* [Problem to work on] In the entries below, find the line with "Target: house siding" and the line with "[locate] right sepia". Reproduce those two lines and every line between them exactly, and nothing more.

* [Given data]
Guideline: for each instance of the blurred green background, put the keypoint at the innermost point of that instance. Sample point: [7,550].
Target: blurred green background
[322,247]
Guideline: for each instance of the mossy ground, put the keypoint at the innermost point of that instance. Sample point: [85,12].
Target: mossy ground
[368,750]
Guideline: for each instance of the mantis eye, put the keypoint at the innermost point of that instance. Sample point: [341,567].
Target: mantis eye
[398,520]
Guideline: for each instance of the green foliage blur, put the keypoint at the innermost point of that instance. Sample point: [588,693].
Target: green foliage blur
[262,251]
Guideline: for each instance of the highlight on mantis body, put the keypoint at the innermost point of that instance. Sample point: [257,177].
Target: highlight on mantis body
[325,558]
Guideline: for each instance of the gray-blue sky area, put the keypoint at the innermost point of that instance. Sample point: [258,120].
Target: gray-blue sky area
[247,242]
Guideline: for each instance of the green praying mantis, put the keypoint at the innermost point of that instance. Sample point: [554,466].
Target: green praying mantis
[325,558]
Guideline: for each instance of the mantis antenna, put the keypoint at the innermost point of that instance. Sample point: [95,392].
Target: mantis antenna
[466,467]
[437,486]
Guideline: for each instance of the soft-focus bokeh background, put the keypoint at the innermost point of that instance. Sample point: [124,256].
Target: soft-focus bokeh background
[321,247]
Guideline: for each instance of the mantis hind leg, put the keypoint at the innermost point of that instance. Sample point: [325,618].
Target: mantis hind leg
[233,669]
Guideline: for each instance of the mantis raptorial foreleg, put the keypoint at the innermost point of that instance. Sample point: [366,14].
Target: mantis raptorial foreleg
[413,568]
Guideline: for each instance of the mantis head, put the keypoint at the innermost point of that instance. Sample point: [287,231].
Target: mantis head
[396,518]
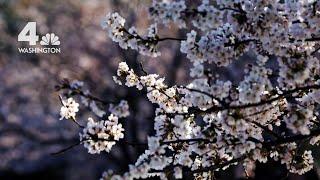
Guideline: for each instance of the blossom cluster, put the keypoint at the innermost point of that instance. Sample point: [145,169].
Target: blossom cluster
[212,123]
[101,135]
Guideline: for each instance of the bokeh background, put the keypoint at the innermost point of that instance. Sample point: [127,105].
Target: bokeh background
[29,105]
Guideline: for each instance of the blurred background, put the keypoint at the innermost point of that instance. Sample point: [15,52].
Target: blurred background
[29,106]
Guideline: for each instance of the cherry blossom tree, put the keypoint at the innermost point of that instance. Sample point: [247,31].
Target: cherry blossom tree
[211,124]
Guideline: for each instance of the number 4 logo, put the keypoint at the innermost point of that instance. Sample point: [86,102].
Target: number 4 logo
[29,33]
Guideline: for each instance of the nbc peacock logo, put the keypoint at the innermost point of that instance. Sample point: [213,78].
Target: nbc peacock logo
[49,41]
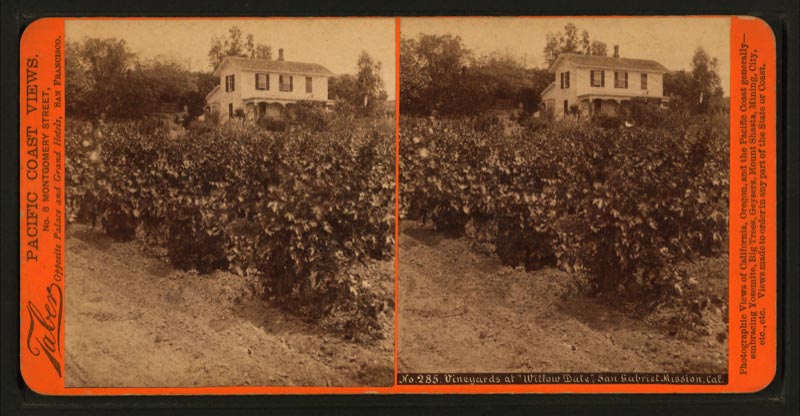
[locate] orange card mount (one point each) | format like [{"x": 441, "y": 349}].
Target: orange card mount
[{"x": 752, "y": 287}]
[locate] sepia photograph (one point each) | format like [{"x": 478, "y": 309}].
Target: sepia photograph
[
  {"x": 564, "y": 187},
  {"x": 230, "y": 200}
]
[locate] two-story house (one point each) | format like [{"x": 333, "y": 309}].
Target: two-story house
[
  {"x": 600, "y": 84},
  {"x": 265, "y": 88}
]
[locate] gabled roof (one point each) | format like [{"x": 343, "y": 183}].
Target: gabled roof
[
  {"x": 212, "y": 92},
  {"x": 274, "y": 66},
  {"x": 609, "y": 62}
]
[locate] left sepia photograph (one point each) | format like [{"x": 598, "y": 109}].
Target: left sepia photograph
[{"x": 230, "y": 202}]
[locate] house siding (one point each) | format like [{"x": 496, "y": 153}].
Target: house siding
[
  {"x": 655, "y": 82},
  {"x": 245, "y": 89},
  {"x": 319, "y": 91},
  {"x": 580, "y": 86}
]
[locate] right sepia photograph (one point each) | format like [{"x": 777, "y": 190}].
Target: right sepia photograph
[{"x": 564, "y": 194}]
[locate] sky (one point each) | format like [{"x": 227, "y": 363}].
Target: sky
[
  {"x": 669, "y": 40},
  {"x": 334, "y": 43}
]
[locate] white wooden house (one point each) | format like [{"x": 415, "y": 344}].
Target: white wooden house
[
  {"x": 265, "y": 88},
  {"x": 600, "y": 84}
]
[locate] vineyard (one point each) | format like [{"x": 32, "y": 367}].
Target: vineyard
[
  {"x": 619, "y": 206},
  {"x": 293, "y": 208}
]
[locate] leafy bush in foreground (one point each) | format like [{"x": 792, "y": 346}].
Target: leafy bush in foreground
[
  {"x": 616, "y": 204},
  {"x": 293, "y": 208}
]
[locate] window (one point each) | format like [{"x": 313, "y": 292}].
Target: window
[
  {"x": 598, "y": 78},
  {"x": 286, "y": 83},
  {"x": 262, "y": 82},
  {"x": 620, "y": 80}
]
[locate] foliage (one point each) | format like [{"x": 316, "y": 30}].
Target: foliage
[
  {"x": 309, "y": 115},
  {"x": 440, "y": 76},
  {"x": 236, "y": 43},
  {"x": 569, "y": 41},
  {"x": 698, "y": 91},
  {"x": 106, "y": 79},
  {"x": 618, "y": 204},
  {"x": 364, "y": 93},
  {"x": 293, "y": 208}
]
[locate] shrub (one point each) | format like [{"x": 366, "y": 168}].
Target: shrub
[
  {"x": 616, "y": 205},
  {"x": 293, "y": 209},
  {"x": 273, "y": 124},
  {"x": 607, "y": 121},
  {"x": 310, "y": 116}
]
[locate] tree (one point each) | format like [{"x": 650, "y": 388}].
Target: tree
[
  {"x": 434, "y": 76},
  {"x": 344, "y": 89},
  {"x": 370, "y": 85},
  {"x": 705, "y": 72},
  {"x": 697, "y": 91},
  {"x": 237, "y": 44},
  {"x": 364, "y": 93},
  {"x": 570, "y": 41},
  {"x": 105, "y": 78},
  {"x": 97, "y": 72}
]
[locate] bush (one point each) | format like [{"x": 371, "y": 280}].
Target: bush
[
  {"x": 293, "y": 210},
  {"x": 273, "y": 124},
  {"x": 644, "y": 113},
  {"x": 310, "y": 116},
  {"x": 607, "y": 121},
  {"x": 616, "y": 205}
]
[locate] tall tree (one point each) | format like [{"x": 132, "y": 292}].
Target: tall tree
[
  {"x": 237, "y": 43},
  {"x": 370, "y": 85},
  {"x": 698, "y": 90},
  {"x": 97, "y": 73},
  {"x": 571, "y": 40},
  {"x": 433, "y": 72}
]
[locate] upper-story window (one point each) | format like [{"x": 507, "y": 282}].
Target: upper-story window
[
  {"x": 262, "y": 82},
  {"x": 565, "y": 80},
  {"x": 620, "y": 80},
  {"x": 286, "y": 83},
  {"x": 598, "y": 78}
]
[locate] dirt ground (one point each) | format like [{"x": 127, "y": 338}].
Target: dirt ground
[
  {"x": 134, "y": 321},
  {"x": 462, "y": 311}
]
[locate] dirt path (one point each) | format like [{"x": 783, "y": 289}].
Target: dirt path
[
  {"x": 460, "y": 311},
  {"x": 133, "y": 321}
]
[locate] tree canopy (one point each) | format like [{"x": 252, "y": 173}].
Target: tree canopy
[
  {"x": 572, "y": 40},
  {"x": 439, "y": 75},
  {"x": 237, "y": 43},
  {"x": 105, "y": 77},
  {"x": 363, "y": 93},
  {"x": 698, "y": 90}
]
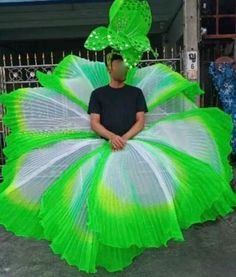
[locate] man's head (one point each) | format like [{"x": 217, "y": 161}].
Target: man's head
[{"x": 116, "y": 67}]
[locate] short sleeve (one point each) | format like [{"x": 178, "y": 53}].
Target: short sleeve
[
  {"x": 94, "y": 104},
  {"x": 141, "y": 105}
]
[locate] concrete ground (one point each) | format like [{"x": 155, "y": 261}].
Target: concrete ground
[{"x": 209, "y": 250}]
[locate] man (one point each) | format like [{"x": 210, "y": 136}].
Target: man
[{"x": 117, "y": 109}]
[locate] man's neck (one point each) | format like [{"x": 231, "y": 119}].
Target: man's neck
[{"x": 116, "y": 84}]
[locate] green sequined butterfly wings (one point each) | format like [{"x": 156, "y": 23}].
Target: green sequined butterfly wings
[{"x": 129, "y": 24}]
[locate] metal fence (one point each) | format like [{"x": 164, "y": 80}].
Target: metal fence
[{"x": 19, "y": 70}]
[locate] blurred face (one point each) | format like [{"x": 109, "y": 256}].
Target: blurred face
[{"x": 118, "y": 70}]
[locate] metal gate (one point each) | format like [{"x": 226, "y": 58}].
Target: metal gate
[{"x": 19, "y": 70}]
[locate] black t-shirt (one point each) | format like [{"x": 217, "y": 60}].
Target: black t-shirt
[{"x": 117, "y": 106}]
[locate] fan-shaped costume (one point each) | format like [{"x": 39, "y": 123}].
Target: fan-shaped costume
[{"x": 98, "y": 207}]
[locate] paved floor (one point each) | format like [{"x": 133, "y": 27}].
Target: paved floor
[{"x": 209, "y": 250}]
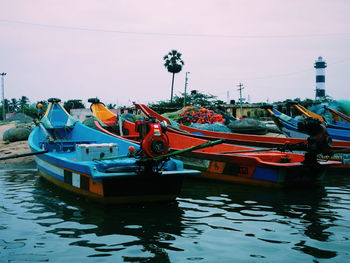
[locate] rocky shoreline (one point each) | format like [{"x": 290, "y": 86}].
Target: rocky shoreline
[{"x": 7, "y": 149}]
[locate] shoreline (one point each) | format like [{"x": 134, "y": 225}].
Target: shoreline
[{"x": 12, "y": 148}]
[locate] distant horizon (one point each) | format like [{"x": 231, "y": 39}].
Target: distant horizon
[{"x": 114, "y": 49}]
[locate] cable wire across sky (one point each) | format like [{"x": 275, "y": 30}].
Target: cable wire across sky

* [Reply]
Target: house siding
[
  {"x": 655, "y": 82},
  {"x": 245, "y": 89},
  {"x": 319, "y": 91},
  {"x": 580, "y": 86}
]
[locate] right sepia photograph (one point each) | format like [{"x": 777, "y": 190}].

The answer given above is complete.